Texte présenté:

La cour d'appel de VERSAILLES, a rendu l'arrêt suivant dans l'affaire entre :

DEMANDERESSES devant la cour d'appel de Versailles saisie comme cour de renvoi, en exécution d'un arrêt de la Cour de cassation (Première chambre civile) du 09 février 2012 cassant et annulant partiellement l'arrêt rendu par la cour d'appel de PARIS Pôle 2 - Chambre 1, le 09 novembre 2010 sur appel du jugement rendu par le tribunal de grande instance de Paris, 1ère chambre 1ère section le 24 septembre 2008

SARL SODILAP

immatriculée au RCS de [Localité 5] sous le numéro 343 173 332

ayant son siège social [Adresse 2]

agissant poursuites et diligences de ses représentants légaux domiciliés en cette qualité audit siège.

Série de tâches:
a) D'après l'arrêt de la cour d'appel de Versailles, à quelle date le tribunal de grande instance de Paris a-t-il rendu son jugement ?
b) Reprenez l'arrêt de la cour d'appel de Versailles à la suite de sa dernière phrase.
Les entrées n'ont aucun lien avec l'arrêt de la cour d'appel de Versailles.

[Entrées de pointage et d'étiquetage]
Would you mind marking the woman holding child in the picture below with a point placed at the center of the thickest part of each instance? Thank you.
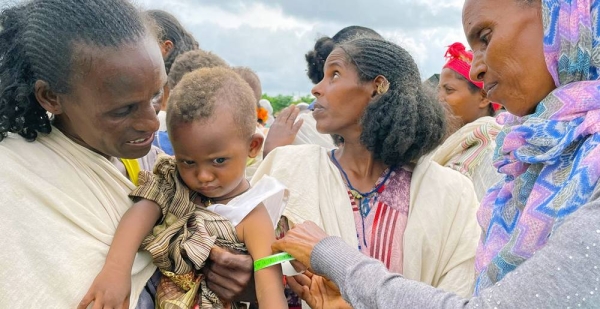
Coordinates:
(540, 247)
(62, 198)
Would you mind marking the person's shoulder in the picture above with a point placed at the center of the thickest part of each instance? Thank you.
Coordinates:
(298, 152)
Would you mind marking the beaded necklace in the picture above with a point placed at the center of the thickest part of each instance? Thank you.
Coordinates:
(363, 199)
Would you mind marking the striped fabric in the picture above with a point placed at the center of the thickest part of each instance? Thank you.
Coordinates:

Résultats par tâche:
a) Le 24 septembre 2008.

b)
Représentant : SCP LISSARRAGUE DUPUIS BOCCON-GIBOD, LEXAVOUE PARIS-VERSAILLES , avocat postulant au barreau de VERSAILLES, vestiaire : 625 - N° du dossier 1250132

assistée de Me Laurent LALOUM de la SCP REFERENS-LALOUM & ARNOULT, Plaidant, avocat au barreau de TOURS,

SARL SANISER

immatriculée au RCS de [Localité 5] sous le numéro 331 037 861

ayant son siège social [Adresse 2]

[Localité 1]

agissant en la personne de ses représentants légaux domiciliés en cette qualité audit siège.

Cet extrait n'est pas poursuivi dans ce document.